## Your objective
Retype exactly the lines from the one holding "Every instance of the wooden beam" through the final line of the data, both included.

[Saved entries]

== == ==

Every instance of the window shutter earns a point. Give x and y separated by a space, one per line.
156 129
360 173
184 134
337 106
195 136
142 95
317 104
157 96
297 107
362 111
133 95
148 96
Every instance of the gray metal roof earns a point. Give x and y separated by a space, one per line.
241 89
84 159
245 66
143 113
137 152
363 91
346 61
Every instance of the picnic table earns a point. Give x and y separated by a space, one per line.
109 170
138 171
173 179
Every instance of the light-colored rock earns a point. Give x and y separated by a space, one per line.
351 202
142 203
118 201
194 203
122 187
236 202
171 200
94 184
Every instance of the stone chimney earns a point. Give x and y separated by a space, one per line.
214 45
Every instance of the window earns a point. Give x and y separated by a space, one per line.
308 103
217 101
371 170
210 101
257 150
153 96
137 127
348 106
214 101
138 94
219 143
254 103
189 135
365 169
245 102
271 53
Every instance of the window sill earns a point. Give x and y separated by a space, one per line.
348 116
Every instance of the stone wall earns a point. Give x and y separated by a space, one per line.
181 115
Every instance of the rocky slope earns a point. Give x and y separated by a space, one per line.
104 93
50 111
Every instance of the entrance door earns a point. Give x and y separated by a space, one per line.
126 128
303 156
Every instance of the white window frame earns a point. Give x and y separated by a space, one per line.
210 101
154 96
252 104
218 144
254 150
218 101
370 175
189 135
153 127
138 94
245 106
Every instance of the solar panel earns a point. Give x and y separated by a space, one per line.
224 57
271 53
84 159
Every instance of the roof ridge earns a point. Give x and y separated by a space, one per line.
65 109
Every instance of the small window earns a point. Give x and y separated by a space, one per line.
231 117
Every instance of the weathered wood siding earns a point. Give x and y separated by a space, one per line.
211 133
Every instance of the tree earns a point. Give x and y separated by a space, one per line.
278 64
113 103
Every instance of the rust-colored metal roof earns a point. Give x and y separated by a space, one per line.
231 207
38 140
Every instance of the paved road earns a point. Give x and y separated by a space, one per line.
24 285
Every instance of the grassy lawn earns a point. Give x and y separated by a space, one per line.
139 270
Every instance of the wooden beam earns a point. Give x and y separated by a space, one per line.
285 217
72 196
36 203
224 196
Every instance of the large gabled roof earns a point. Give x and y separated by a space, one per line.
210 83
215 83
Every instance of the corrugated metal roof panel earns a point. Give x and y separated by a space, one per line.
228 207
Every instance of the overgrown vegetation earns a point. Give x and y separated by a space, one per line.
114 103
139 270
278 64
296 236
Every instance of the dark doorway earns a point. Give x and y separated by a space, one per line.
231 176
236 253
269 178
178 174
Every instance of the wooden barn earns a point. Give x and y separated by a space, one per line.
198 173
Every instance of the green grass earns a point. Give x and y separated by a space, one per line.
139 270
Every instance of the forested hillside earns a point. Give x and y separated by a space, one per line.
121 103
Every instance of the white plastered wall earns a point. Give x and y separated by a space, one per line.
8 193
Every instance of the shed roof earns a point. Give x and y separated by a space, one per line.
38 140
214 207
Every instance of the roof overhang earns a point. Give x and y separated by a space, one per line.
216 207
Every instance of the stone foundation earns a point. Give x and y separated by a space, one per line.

== == ==

## Task result
Every instance of the wooden beam earns a point. Give x and y separated by a space, one per line.
285 217
72 196
36 203
224 196
Every instance of the large gabled roof earns a point. Give x and y separated by a space, one per line.
210 83
215 83
Every instance of the corrugated metal roof panel earns a point. Give x and y separated by a space, one per line.
228 207
Every instance of the overgrown vegetation earns a point. Give x and y separated by a space, one per line.
114 103
139 270
278 64
296 236
Every instance of the dark doorway earns a point. Give x and y separated by a space, one per line.
231 176
236 253
269 178
178 174
Every instance of the wooden barn earns a point. Give x and y separated by a space, one per line.
198 173
Every instance of the green grass earns a point. Give x and y separated by a space, one per line.
139 270
Every instance of the forested hillside earns a point. Give x and y separated by a space, one per line.
121 103
Every instance of the white plastered wall earns a point. Give x and y separated by a space, one per line.
8 193
Every instance of the shed roof earns a point. Give x and y separated by a space, one per line.
38 140
214 207
Every instance of the roof overhang earns a point. Give x and y separated by a space, one per line.
216 207
Every instance of the stone foundation earns a point. Give x and y separated by a space, one per line.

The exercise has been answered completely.